Carry on the piece about how music CDs and eBooks are priced, starting right after its final sentence.

#### [Source text]
──────
Perhaps, an optimist might point out, the price of the CD did drop — relative to inflation over those following years. I don't know. But when AOL saw fit to flood our mailboxes with CDs to get online, it was clear that the cost to manufacture the compact disc certainly wasn't a factor in dropping the price of the music CD.

I'm too old fashioned in my understanding of business, capitalism. I always assumed that you priced a good based on what it cost to produce plus some reasonable amount of profit that would allow you a nice home and car. I assumed therefore that a downloadable eBook would be significantly cheaper than the same "pulp" book from the publisher that had to be manufactured from raw materials, printed, shipped....

2 comments

> I always assumed that you priced a good based on what it cost to produce plus some reasonable amount of profit that would allow you a nice home and car.

That is completely reasonable if you own and run your own business.

But most businesses aren't owned by the people running them. The owner doesn't care what happens, they just have $X and want that money to grow a small % every year. The way that's gonna happen is if the business they bought with that money grows a small % every year.
──────
#### [Dataset excerpt]
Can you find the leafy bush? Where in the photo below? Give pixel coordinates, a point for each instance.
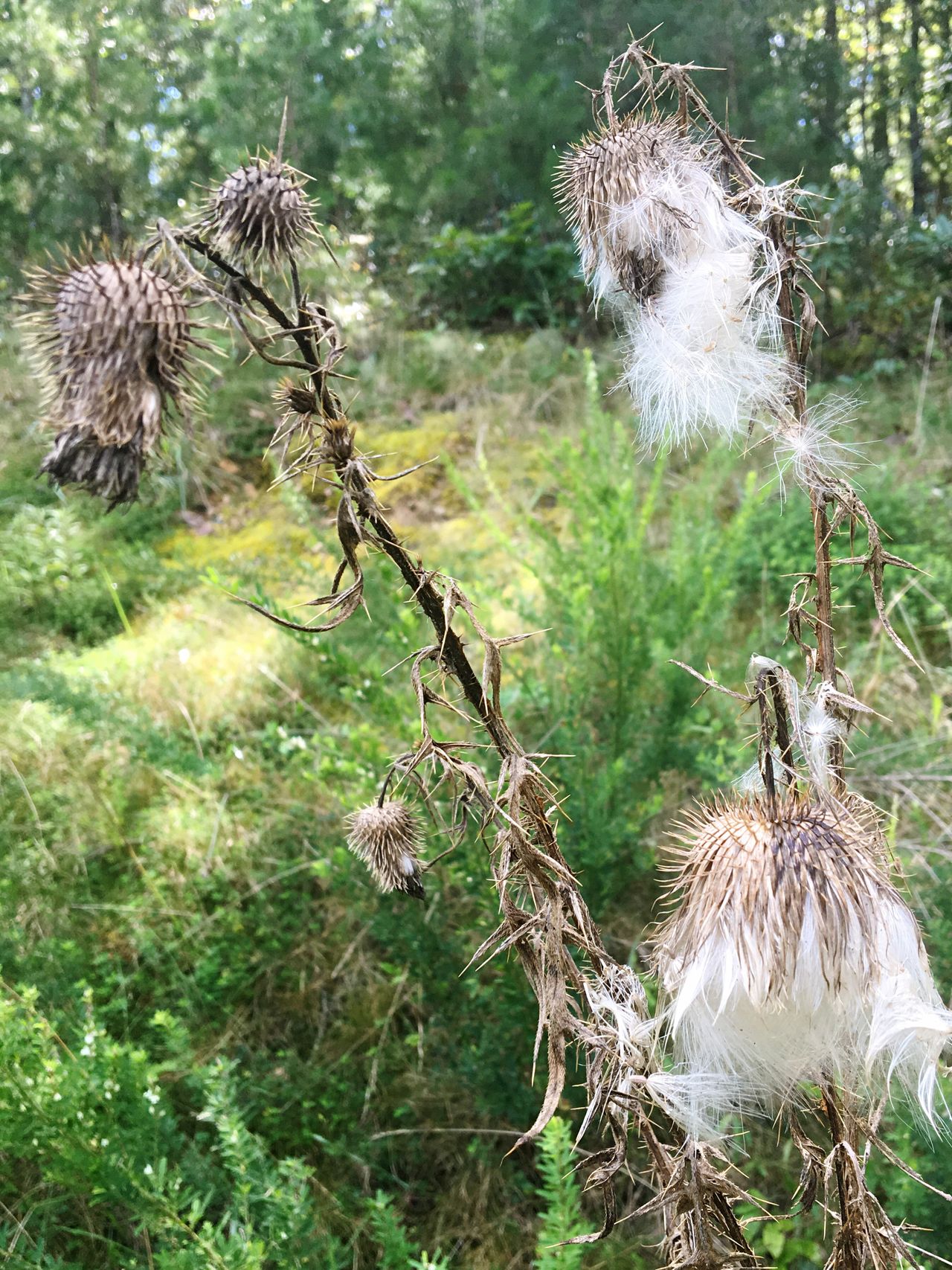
(508, 275)
(881, 277)
(560, 1199)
──────
#### [Answer to this problem]
The board, the CEO, the managers, the VPs, they all work to make that % increase happen, whatever it takes. If they can't make it happen, they get fired. If they need to increase prices for that, that's what's going to happen. If they need to milk people, cut corners, move manufacturing overseas, whatever it takes, they will do it. If they don't, someone else will.

The owner's money must grow. And "owner" doesn't have to be some fat cat evil billionaire. It's also the retiree living off their 401K savings. It's the 20-year-old starting their contributions. It's the employee pension fund that is there to protect employees.

P.S. I'm positive none of this is news to you or anyone reading it, but I love talking about this sort of thing.

I resisted CD's for a long time, because I had great turntables collected up from yard sales.

What broke my reserve, back when, was the "cheap rack classical CD". They'd churn out cheap "collection" box sets that didn't sell, and then recycle them into $2 to $10 single CD issues for the cheap bin. Some of those were mastered off wire still, I'll swear it.